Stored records
* begin *

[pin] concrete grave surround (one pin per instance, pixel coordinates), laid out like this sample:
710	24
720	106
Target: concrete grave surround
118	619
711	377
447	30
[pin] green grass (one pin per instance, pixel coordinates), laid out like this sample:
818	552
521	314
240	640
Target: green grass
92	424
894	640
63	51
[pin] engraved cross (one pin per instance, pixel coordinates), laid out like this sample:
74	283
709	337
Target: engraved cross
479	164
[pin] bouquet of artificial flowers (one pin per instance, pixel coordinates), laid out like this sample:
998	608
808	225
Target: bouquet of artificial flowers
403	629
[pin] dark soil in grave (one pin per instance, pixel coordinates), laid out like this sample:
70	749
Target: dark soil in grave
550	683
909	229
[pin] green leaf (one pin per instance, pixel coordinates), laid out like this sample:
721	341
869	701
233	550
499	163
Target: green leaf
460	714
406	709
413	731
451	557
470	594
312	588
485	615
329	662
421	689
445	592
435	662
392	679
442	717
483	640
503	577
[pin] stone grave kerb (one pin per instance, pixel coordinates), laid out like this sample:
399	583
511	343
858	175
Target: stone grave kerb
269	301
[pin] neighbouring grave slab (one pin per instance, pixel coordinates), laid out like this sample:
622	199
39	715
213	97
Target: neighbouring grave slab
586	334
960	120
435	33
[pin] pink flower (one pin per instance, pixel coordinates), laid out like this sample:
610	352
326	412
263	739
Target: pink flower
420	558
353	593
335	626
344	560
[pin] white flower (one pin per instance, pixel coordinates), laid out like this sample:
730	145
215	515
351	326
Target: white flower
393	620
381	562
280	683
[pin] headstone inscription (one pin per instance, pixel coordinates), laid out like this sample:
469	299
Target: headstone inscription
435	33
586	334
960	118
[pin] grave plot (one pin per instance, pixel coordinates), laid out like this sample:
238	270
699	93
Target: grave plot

* end *

* _Directions for this task_: Output every line of the records above verbatim, with no changes.

* _Response_:
[pin] concrete grave surround (one pin per instance, pixel coordinates), laid out like this sample:
710	24
720	106
Target: concrete grave surround
118	619
711	377
447	30
[pin] green grass (one pin per instance, pixel coordinates), laid out like this sample:
818	552
521	314
240	640
Target: green grass
92	424
894	640
63	51
[pin] engraved cross (one pin per instance, pixel coordinates), laid out like this sample:
74	283
709	337
Target: engraved cross
479	164
[pin] bouquet of artificial flowers (one pin per instance, pixel coordinates), laid out like this sample:
998	608
808	225
Target: bouquet of artificial flowers
403	629
[pin] dark soil in grave (one pin per instance, pixel coordinates), laid out like this sample:
70	749
Target: dark soil in grave
550	683
909	229
[pin] green leaf (one pin per instance, pixel coordinates), laid out like this sample:
721	341
869	701
233	550
499	163
Target: green leaf
460	714
406	709
413	731
451	557
470	594
312	588
485	615
329	662
421	689
445	592
435	662
392	679
442	717
483	640
503	577
[pin] stone grave kerb (one pin per instance, pixel coordinates), laid out like this sample:
399	583
511	343
858	175
Target: stone grave kerb
269	301
[pin] neighbouring grave slab (one pin per instance, pixel coordinates), laid out like this sample:
622	199
39	715
213	97
Target: neighbouring grave slab
586	334
960	120
435	33
[pin] pink flower (one pin per instance, pixel coordinates), laid out like this sample:
610	352
326	412
263	739
Target: pink flower
420	558
353	593
335	626
344	560
[pin] white flower (one pin per instance, pixel coordinates), laid out like this sample:
730	145
215	515
351	326
Target: white flower
393	620
381	562
280	683
[pin] headstone inscription (one pin per instance, pixel coordinates), laid out like this sample:
469	299
Target: headstone inscription
435	33
586	334
960	118
[pin] grave plot (one pin per instance, pixel coordinates), laid out like this sample:
238	270
699	93
Target: grave plot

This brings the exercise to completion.